◆ Task item ◆
Each entry below needs to be reproduced exactly as given.

◆ Recorded data ◆
== Segment start ==

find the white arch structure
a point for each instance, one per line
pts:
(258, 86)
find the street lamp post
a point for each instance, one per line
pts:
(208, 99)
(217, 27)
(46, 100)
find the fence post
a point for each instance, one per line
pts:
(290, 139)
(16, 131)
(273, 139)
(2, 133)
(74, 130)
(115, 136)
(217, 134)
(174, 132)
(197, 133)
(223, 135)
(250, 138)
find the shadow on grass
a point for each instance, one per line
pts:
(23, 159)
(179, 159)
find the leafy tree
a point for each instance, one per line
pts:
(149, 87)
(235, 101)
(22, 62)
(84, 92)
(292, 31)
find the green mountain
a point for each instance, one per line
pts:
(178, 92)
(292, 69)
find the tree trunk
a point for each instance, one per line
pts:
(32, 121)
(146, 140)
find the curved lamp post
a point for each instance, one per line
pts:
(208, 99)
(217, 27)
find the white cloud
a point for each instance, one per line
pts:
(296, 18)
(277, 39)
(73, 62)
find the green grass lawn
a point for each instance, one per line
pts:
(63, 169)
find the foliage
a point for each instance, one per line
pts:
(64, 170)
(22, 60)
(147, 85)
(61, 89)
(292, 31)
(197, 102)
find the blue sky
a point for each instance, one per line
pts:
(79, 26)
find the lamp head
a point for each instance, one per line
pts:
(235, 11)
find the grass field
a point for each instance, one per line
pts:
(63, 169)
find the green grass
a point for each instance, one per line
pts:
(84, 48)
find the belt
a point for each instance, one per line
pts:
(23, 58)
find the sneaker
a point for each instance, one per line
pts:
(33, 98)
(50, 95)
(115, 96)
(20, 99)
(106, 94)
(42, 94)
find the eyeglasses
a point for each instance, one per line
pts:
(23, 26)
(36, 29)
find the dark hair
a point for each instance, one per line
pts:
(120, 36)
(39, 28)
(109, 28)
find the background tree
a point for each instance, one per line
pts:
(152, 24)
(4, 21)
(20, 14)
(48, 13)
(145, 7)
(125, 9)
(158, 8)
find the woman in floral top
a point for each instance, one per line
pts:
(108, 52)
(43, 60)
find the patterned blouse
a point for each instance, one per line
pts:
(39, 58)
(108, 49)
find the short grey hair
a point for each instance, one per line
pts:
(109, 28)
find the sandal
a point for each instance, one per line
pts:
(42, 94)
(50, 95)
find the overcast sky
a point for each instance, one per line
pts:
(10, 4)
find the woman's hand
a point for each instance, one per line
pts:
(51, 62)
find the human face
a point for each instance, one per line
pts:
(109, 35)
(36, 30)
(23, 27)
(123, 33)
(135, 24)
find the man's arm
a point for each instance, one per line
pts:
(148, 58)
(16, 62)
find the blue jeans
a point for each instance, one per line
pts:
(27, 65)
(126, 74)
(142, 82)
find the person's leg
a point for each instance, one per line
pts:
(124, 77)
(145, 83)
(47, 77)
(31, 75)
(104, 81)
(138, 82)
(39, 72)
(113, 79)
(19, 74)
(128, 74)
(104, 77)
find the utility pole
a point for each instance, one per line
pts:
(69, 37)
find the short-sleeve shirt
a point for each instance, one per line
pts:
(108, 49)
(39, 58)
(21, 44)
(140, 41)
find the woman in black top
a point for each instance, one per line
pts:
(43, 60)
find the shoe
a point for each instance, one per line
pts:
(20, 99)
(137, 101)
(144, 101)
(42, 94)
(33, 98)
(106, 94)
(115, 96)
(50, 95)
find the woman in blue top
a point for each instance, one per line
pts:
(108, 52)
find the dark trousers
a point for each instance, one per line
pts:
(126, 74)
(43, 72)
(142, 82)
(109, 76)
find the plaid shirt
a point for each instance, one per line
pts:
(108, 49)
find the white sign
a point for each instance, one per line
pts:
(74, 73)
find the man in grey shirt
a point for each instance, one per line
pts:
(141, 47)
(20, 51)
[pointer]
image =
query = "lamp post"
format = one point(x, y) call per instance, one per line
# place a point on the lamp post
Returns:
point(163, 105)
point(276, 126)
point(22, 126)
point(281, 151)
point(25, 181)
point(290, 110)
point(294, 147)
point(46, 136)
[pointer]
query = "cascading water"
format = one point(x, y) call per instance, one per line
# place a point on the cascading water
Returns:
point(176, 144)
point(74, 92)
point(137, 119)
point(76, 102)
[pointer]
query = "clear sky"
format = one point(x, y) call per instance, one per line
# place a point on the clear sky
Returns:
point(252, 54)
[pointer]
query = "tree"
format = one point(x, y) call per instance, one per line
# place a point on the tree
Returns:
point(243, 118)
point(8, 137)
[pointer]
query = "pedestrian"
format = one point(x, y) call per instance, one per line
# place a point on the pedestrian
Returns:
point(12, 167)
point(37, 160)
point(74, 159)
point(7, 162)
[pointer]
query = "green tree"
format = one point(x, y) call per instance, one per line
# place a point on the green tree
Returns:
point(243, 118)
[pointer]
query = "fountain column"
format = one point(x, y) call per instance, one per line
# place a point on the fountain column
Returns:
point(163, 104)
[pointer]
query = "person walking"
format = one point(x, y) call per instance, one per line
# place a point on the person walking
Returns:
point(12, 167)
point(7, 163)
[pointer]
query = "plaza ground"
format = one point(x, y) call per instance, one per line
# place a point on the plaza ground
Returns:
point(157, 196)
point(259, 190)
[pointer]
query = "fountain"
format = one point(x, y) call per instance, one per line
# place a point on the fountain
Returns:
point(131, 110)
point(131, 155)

== Segment end ==

◆ Task answer ◆
find the white arch structure
a point for each instance, one per line
pts:
(258, 86)
find the street lamp post
a point for each instance, one per line
pts:
(208, 99)
(217, 27)
(46, 100)
find the fence post
a point for each instance, one per line
pts:
(290, 139)
(16, 131)
(273, 139)
(2, 133)
(74, 130)
(115, 136)
(217, 134)
(174, 132)
(197, 133)
(223, 135)
(250, 138)
find the shadow on grass
a point for each instance, one per line
pts:
(23, 159)
(179, 159)
find the leafy tree
a point for each instance, one per line
pts:
(149, 87)
(235, 101)
(22, 62)
(84, 92)
(292, 31)
find the green mountain
a point for each instance, one per line
pts:
(178, 92)
(292, 69)
find the tree trunk
a point for each instance, one per line
pts:
(32, 121)
(146, 140)
find the curved lamp post
a point for each instance, one per line
pts:
(208, 99)
(217, 27)
find the white cloud
a point for each instance, one per line
pts:
(296, 18)
(277, 39)
(73, 62)
find the green grass lawn
a point for each instance, one per line
pts:
(63, 169)
find the foliage
a point for each instance, one per line
pts:
(64, 170)
(22, 60)
(147, 85)
(61, 89)
(292, 31)
(197, 102)
find the blue sky
a point for each instance, one per line
pts:
(79, 26)
find the lamp head
a point for each instance, one per line
pts:
(235, 11)
find the grass field
a point for each instance, one per line
pts:
(63, 169)
find the green grass
a point for each instance, one per line
pts:
(84, 48)
find the belt
a point for each instance, one per line
pts:
(23, 58)
find the sneaker
a point for each instance, one per line
pts:
(33, 98)
(50, 95)
(115, 96)
(20, 99)
(106, 94)
(42, 94)
find the eyeglasses
a point for each instance, one per line
pts:
(23, 26)
(36, 29)
find the dark hair
a point for each instance, one per line
pts:
(120, 36)
(39, 28)
(109, 28)
find the background tree
a point for each instance, one per line
pts:
(152, 24)
(4, 21)
(20, 14)
(48, 13)
(145, 7)
(125, 9)
(158, 8)
find the woman in floral top
a point for each instance, one per line
pts:
(108, 52)
(43, 60)
find the patterned blouse
a point for each instance, one per line
pts:
(39, 58)
(108, 49)
find the short grey hair
a point for each instance, one per line
pts:
(109, 28)
find the sandal
a point for each instance, one per line
pts:
(42, 94)
(50, 95)
find the overcast sky
a point for each instance, one per line
pts:
(10, 4)
find the woman's hand
a point for each instance, one per line
pts:
(51, 62)
find the human face
a point for each instance, one per line
pts:
(109, 35)
(36, 30)
(23, 27)
(123, 33)
(135, 24)
find the man's arm
a point for each instance, one per line
pts:
(148, 58)
(16, 62)
find the blue jeans
a point for each instance, one per line
pts:
(27, 65)
(126, 74)
(142, 82)
find the person's leg
a point for each instance, one per line
pts:
(124, 77)
(145, 83)
(47, 77)
(31, 75)
(104, 81)
(138, 82)
(39, 72)
(113, 79)
(19, 74)
(128, 74)
(104, 77)
find the utility pole
a point for each instance, one per line
pts:
(69, 37)
find the short-sleeve shirt
a point for each instance, one per line
pts:
(108, 49)
(39, 58)
(21, 44)
(140, 41)
find the woman in black top
a point for each instance, one per line
pts:
(43, 60)
find the shoe
a point for each instance, one per line
pts:
(20, 99)
(137, 101)
(144, 101)
(42, 94)
(33, 98)
(106, 94)
(115, 96)
(50, 95)
find the woman in blue top
a point for each instance, one per line
pts:
(108, 52)
find the dark trousers
a point for each instance, one per line
pts:
(126, 74)
(43, 72)
(142, 82)
(109, 76)
find the plaid shirt
a point for each instance, one per line
pts:
(108, 49)
find the white sign
a point for each instance, one per line
pts:
(74, 73)
find the man in grey shirt
a point for each instance, one per line
pts:
(141, 47)
(20, 51)
[pointer]
image =
query = "lamp post"
format = one point(x, y) call per instance, one per line
# place a point on the lamp post
Returns:
point(163, 105)
point(276, 126)
point(22, 126)
point(281, 151)
point(25, 181)
point(290, 110)
point(294, 147)
point(46, 136)
[pointer]
query = "cascading water"
format = one point(x, y) call per instance, one per line
# place a point on the cascading water
Returns:
point(176, 144)
point(74, 92)
point(137, 119)
point(76, 102)
[pointer]
query = "clear sky"
format = one point(x, y) call per instance, one per line
# place a point on the clear sky
Returns:
point(252, 54)
[pointer]
query = "tree"
format = one point(x, y) call per instance, one per line
# place a point on the tree
Returns:
point(243, 118)
point(8, 137)
[pointer]
query = "pedestrian"
format = one point(x, y) call per instance, one per line
# place a point on the pedestrian
Returns:
point(12, 167)
point(37, 160)
point(74, 159)
point(7, 162)
[pointer]
query = "green tree"
format = one point(x, y) call per instance, one per line
# place a point on the green tree
Returns:
point(243, 118)
[pointer]
query = "fountain column"
format = one point(x, y) call per instance, one per line
# place a point on the fountain column
Returns:
point(163, 104)
[pointer]
query = "person walking"
format = one point(x, y) call per instance, one per line
# place a point on the person walking
Returns:
point(12, 167)
point(7, 163)
[pointer]
query = "plaza ground"
format = one point(x, y) call per instance, one per line
# place a point on the plaza ground
Returns:
point(157, 196)
point(259, 190)
[pointer]
query = "fountain"
format = one point(x, y) call per instance, one per line
# place a point on the fountain
Returns:
point(131, 110)
point(131, 155)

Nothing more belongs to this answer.